● **Set tasks**
[1] In the text on joint and several liability, which amount is used as the additional amount when no amount within the range is a better estimate than any other?
[2] Quote the text on joint and several liability from "3. The carrying" to "might be recovered.".

● **Source document**

Joint and several liability. The FASB issued ASU 2013-04 Liabilities (Topic 405) Obligations Resulting from Joint and Several Liability Arrangements for Which the Total Amount of the Obligation is Fixed at the Reporting Date (ASU 2013-04) to provide guidance for the recognition, measurement, and disclosure of obligations resulting from joint and several liability arrangements for which the total amount of the obligation is fixed at the reporting deadline, except for obligations addressed in existing GAAP guidance. Examples of obligations within its scope provided by ASU 2013-04 include debt arrangements, other contractual obligations, and settled litigation and judicial rulings. Obligations accounted for under other GAAP are specified in ASU 2013-04 as follows:

  1. Asset Retirement and Environmental Obligations, Topic 410;
  2. Contingencies, Topic 450;
  3. Guarantees, Topic 460;
  4. Compensation—Retirement Benefits, Topic 715;
  5. Income Taxes, Topic 740.

ASU 2013-04 points out that there is a diversity in current practice as to how these obligations are recorded. Some entities record the entire amount under joint and several liability arrangements, while other entities record less than the total amount of the obligation, using allocations or the portion of the amount the entity agrees to pay its co-obligors.

ASU 2013-04 provides that an entity should measure obligations resulting from joint and several liability arrangements for which the total amount of the obligation is within its scope and is fixed at the reporting date as the sum of:

  1. The amount the reporting entity agreed to pay on the basis of its arrangement among its co-obligors.
  2. Any additional amount the reporting entity expects to pay on behalf of its co-obligors. If some amount within a range of the additional amount the reporting entity expects to pay is a better estimate than any other amount within the range, that amount shall be the additional amount included in the measurement of the obligation. If no amount within the range is a better estimate than any other amount, the minimum amount in the range shall be the additional amount included in the measurement of the obligation.

In addition, the entity is required to disclose the following information about each obligation, or each group of obligations, resulting from joint and several liability arrangements within the scope of ASU 2013-04:

  1. The nature of the arrangement, including:
    1. How the liability arose;
    2. The relationship with other co-obligors;
    3. The terms and conditions of the arrangement.
  2. The total outstanding amount under the arrangement, which shall not be reduced by the effect of any amounts that may be recoverable from other entities.
  3. The carrying amount, if any, of an entity's liability and the carrying amount of a receivable recognized, if any.
  4. The nature of any recourse provisions that would enable recovery from other entities of the amounts paid, including any limitations on the amounts that might be recovered.
  5. In the period the liability is initially recognized and measured or in a period the measurement changes significantly:
    1. The corresponding entry;
    2. Where the entry was recorded in the financial statements.

● **Records excerpted from a collection**
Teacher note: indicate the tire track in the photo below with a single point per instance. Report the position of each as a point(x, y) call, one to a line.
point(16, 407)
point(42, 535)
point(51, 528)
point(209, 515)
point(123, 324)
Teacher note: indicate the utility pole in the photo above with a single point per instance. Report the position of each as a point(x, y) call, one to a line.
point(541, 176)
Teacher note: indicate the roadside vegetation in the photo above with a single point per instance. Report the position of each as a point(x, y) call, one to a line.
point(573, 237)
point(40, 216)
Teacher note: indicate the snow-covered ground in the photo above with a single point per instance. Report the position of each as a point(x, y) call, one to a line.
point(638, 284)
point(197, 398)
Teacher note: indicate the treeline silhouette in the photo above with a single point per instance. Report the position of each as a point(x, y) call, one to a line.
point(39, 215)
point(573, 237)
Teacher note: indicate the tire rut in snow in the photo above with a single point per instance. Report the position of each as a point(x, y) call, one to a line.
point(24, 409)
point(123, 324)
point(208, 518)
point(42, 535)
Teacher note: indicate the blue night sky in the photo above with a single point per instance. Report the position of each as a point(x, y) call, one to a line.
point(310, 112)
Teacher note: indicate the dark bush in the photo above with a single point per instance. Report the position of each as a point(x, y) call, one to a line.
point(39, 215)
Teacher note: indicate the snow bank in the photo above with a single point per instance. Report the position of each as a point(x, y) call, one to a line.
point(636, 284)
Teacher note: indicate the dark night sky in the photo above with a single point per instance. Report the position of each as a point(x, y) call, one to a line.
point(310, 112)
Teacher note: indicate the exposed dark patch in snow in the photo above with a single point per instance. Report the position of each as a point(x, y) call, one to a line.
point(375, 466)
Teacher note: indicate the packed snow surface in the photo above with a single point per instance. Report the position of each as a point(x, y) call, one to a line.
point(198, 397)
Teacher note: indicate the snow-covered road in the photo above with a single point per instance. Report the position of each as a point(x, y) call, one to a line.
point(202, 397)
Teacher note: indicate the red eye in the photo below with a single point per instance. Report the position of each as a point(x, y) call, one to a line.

● **List of solutions**
[1] The minimum amount in the range.

[2]
3. The carrying amount, if any, of an entity's liability and the carrying amount of a receivable recognized, if any.
  4. The nature of any recourse provisions that would enable recovery from other entities of the amounts paid, including any limitations on the amounts that might be recovered.